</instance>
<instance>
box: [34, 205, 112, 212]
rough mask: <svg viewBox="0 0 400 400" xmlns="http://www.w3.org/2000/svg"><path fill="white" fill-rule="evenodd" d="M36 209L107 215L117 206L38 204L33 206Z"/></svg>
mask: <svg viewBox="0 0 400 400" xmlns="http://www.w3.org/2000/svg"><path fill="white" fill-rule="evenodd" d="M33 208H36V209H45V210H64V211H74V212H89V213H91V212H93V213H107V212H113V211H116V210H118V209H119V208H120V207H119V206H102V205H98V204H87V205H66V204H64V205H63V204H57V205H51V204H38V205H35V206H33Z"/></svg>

○ ○ ○

> **What is required**: Copy only the stretch running from the line containing "rough mask: <svg" to the final line of the entries, both ends included, exactly as it stands.

> **Output below**:
rough mask: <svg viewBox="0 0 400 400" xmlns="http://www.w3.org/2000/svg"><path fill="white" fill-rule="evenodd" d="M36 209L107 215L117 206L38 204L33 206Z"/></svg>
mask: <svg viewBox="0 0 400 400" xmlns="http://www.w3.org/2000/svg"><path fill="white" fill-rule="evenodd" d="M33 208H36V209H45V210H64V211H74V212H89V213H91V212H93V213H107V212H113V211H116V210H118V209H119V208H120V207H119V206H102V205H98V204H87V205H66V204H64V205H63V204H57V205H51V204H38V205H35V206H33Z"/></svg>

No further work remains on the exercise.